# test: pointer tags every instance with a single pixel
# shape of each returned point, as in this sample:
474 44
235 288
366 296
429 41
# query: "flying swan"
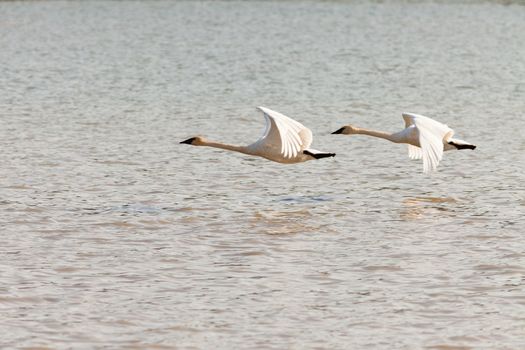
426 138
284 141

• HOW TO COMPLETE THIS TASK:
Reproduce everything above exactly, images excluded.

• THE COMPLETED TASK:
# test: pointer tags every instance with a single pixel
# shape of each returned point, as in this sample:
474 44
235 288
366 296
429 41
# query: "flying swan"
426 138
284 141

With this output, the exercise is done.